Object pointing dataset rows

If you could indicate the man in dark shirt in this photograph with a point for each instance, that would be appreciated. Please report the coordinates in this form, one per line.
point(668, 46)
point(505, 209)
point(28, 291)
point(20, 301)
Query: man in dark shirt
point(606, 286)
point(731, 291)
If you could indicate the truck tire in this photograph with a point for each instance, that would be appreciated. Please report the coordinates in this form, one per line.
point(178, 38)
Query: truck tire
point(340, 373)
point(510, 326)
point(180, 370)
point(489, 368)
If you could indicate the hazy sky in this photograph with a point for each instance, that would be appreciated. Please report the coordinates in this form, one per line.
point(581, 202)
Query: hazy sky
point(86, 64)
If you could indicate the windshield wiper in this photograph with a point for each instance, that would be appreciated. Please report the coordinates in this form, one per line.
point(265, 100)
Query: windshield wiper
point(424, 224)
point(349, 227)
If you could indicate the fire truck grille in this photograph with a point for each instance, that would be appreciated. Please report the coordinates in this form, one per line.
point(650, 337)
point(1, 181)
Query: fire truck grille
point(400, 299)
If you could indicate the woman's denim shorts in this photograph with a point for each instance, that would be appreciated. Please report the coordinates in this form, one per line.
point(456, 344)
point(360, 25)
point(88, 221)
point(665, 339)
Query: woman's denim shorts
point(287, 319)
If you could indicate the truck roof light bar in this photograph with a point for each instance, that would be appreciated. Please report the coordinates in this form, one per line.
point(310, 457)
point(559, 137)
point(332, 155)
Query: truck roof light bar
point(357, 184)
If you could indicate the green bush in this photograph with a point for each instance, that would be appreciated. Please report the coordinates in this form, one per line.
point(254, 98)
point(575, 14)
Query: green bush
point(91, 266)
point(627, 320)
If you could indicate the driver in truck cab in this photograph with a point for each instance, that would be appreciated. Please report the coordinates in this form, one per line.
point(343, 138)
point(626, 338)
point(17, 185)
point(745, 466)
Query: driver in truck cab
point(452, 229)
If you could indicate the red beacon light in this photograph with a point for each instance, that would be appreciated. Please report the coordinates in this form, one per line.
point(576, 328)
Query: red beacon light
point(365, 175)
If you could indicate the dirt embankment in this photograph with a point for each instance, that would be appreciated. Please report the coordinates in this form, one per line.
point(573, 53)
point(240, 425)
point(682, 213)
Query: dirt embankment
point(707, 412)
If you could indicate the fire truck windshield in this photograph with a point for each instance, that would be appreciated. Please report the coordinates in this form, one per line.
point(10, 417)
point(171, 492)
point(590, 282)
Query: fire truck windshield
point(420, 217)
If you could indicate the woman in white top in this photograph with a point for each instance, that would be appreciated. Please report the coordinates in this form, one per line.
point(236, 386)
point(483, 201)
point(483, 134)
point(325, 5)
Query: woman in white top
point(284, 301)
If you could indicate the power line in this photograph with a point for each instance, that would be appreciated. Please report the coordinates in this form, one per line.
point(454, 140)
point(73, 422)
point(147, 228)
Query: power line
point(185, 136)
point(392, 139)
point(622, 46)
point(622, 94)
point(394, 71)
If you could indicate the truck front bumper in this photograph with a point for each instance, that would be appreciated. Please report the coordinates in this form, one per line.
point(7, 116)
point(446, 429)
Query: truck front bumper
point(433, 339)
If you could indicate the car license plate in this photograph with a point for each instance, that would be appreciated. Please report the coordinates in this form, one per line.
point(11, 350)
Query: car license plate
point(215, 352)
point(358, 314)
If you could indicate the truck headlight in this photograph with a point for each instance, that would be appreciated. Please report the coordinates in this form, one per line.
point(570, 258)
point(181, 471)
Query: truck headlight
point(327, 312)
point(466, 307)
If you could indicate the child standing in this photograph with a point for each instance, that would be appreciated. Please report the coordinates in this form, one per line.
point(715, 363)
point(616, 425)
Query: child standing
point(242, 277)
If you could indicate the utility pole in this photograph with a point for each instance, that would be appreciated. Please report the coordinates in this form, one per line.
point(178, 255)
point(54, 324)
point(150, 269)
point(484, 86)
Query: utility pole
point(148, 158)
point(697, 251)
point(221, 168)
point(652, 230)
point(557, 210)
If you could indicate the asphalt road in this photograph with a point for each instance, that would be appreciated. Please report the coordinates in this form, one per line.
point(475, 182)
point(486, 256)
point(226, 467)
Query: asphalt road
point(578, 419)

WORK TO COMPLETE — Put every line of the data above into a Markdown table with two columns, headed Line No. and Data Line, numbering the lines in sequence and omitting any blank lines.

EXERCISE RESULT —
| Line No. | Data Line |
|---|---|
| 1 | If you could indicate the man in dark shirt in this photograph with a point for each instance, that would be appreciated. Please report the coordinates in this form, one per line. |
| 2 | point(668, 46) |
| 3 | point(505, 209) |
| 4 | point(28, 291) |
| 5 | point(20, 301) |
| 6 | Query: man in dark shirt |
| 7 | point(606, 286) |
| 8 | point(731, 291) |
| 9 | If you could indicate the truck tire in this photograph with a point for each instance, that would be appreciated. Please report the coordinates in this form, one per line. |
| 10 | point(178, 38) |
| 11 | Query: truck tire |
| 12 | point(340, 373) |
| 13 | point(510, 326) |
| 14 | point(180, 370) |
| 15 | point(489, 368) |
| 16 | If you could indicate the hazy sky in this photograph with a point for each instance, that would be appreciated. Please report the coordinates in this form, one per line. |
| 17 | point(581, 202) |
| 18 | Query: hazy sky |
| 19 | point(86, 64) |
| 20 | If you could indicate the windshield wiper in this photograph with a point for each instance, that would be appreciated. Please report the coordinates in this form, one per line. |
| 21 | point(265, 100) |
| 22 | Query: windshield wiper |
| 23 | point(424, 224) |
| 24 | point(349, 227) |
| 25 | If you could indicate the fire truck grille in this photograph with a point for each instance, that would be appreciated. Please report the coordinates in this form, one per line. |
| 26 | point(650, 337) |
| 27 | point(1, 181) |
| 28 | Query: fire truck grille |
| 29 | point(400, 299) |
| 30 | If you could indicate the woman's denim shorts in this photograph with a point for each instance, that would be appreciated. Please report the coordinates in this form, one per line. |
| 31 | point(456, 344) |
| 32 | point(360, 25) |
| 33 | point(88, 221) |
| 34 | point(665, 339) |
| 35 | Query: woman's denim shorts |
| 36 | point(287, 319) |
| 37 | If you could indicate the truck roof light bar in this photograph with a point for each instance, that would be appreciated. Please report the coordinates in this form, one per line. |
| 38 | point(310, 457) |
| 39 | point(559, 137) |
| 40 | point(332, 155) |
| 41 | Query: truck roof light bar |
| 42 | point(357, 184) |
| 43 | If you could indicate the green bush in this photograph with a point for each instance, that would be appreciated. Please report the coordinates in this form, one per line. |
| 44 | point(254, 98) |
| 45 | point(575, 14) |
| 46 | Query: green bush |
| 47 | point(91, 266) |
| 48 | point(627, 320) |
| 49 | If you could indicate the driver in truck cab in this photograph with a point for each instance, that would be appreciated. Please report the coordinates in this form, one per line. |
| 50 | point(343, 138) |
| 51 | point(626, 338) |
| 52 | point(17, 185) |
| 53 | point(745, 466) |
| 54 | Query: driver in truck cab |
| 55 | point(452, 229) |
| 56 | If you could indicate the red beacon light in this photograph with a point for each instance, that would be appreciated. Please report the coordinates in this form, one per line. |
| 57 | point(576, 328) |
| 58 | Query: red beacon light |
| 59 | point(365, 175) |
| 60 | If you could indicate the dirt embankment in this photograph with a point for each instance, that would be appreciated. Please report the coordinates in this form, one per line. |
| 61 | point(573, 53) |
| 62 | point(240, 425) |
| 63 | point(682, 213) |
| 64 | Query: dirt embankment |
| 65 | point(707, 412) |
| 66 | If you could indicate the fire truck windshield in this photograph with a point for each instance, that would be appreciated. Please report the coordinates in this form, one per line. |
| 67 | point(10, 417) |
| 68 | point(171, 492) |
| 69 | point(590, 282) |
| 70 | Query: fire truck windshield |
| 71 | point(420, 217) |
| 72 | If you could indicate the woman in white top in this photograph with a point for each instance, that would be appreciated. Please report the coordinates in this form, one per line. |
| 73 | point(236, 386) |
| 74 | point(483, 201) |
| 75 | point(483, 134) |
| 76 | point(325, 5) |
| 77 | Query: woman in white top |
| 78 | point(284, 301) |
| 79 | If you could indicate the power line in this photograph with a point for each instance, that would be appreciated. Please report the coordinates in this form, one per line. |
| 80 | point(454, 140) |
| 81 | point(73, 422) |
| 82 | point(147, 228) |
| 83 | Query: power line |
| 84 | point(185, 136) |
| 85 | point(392, 139) |
| 86 | point(622, 46) |
| 87 | point(622, 94) |
| 88 | point(394, 71) |
| 89 | If you could indicate the truck front bumper in this photograph with a point for each instance, that would be appreciated. Please report the coordinates in this form, one per line. |
| 90 | point(7, 116) |
| 91 | point(446, 429) |
| 92 | Query: truck front bumper |
| 93 | point(433, 339) |
| 94 | If you could indicate the car license plate in this photograph with a point for each instance, that would be appreciated. Please report the coordinates in this form, one per line. |
| 95 | point(11, 350) |
| 96 | Query: car license plate |
| 97 | point(215, 352) |
| 98 | point(358, 314) |
| 99 | If you could indicate the truck headlight in this photograph with a point for each instance, that would be appreciated. Please report the coordinates in this form, one per line. |
| 100 | point(570, 258) |
| 101 | point(181, 471) |
| 102 | Query: truck headlight |
| 103 | point(327, 312) |
| 104 | point(466, 307) |
| 105 | If you could indicate the child standing in this photograph with a point for each instance, that would be appreciated. Please report the coordinates in this form, one per line. |
| 106 | point(715, 363) |
| 107 | point(616, 425) |
| 108 | Query: child standing |
| 109 | point(242, 277) |
| 110 | If you could indicate the utility pole in this photograph with a point for each instance, that would be appreciated. Please report the coordinates in this form, one per line. |
| 111 | point(178, 255) |
| 112 | point(54, 324) |
| 113 | point(150, 269) |
| 114 | point(484, 86) |
| 115 | Query: utility pole |
| 116 | point(148, 158) |
| 117 | point(697, 251) |
| 118 | point(221, 168) |
| 119 | point(652, 230) |
| 120 | point(557, 210) |
| 121 | If you could indicate the asphalt road in this photograph with a point for each instance, that would be appreciated. Please report the coordinates in this form, one per line. |
| 122 | point(475, 182) |
| 123 | point(486, 256) |
| 124 | point(226, 467) |
| 125 | Query: asphalt road |
| 126 | point(578, 419) |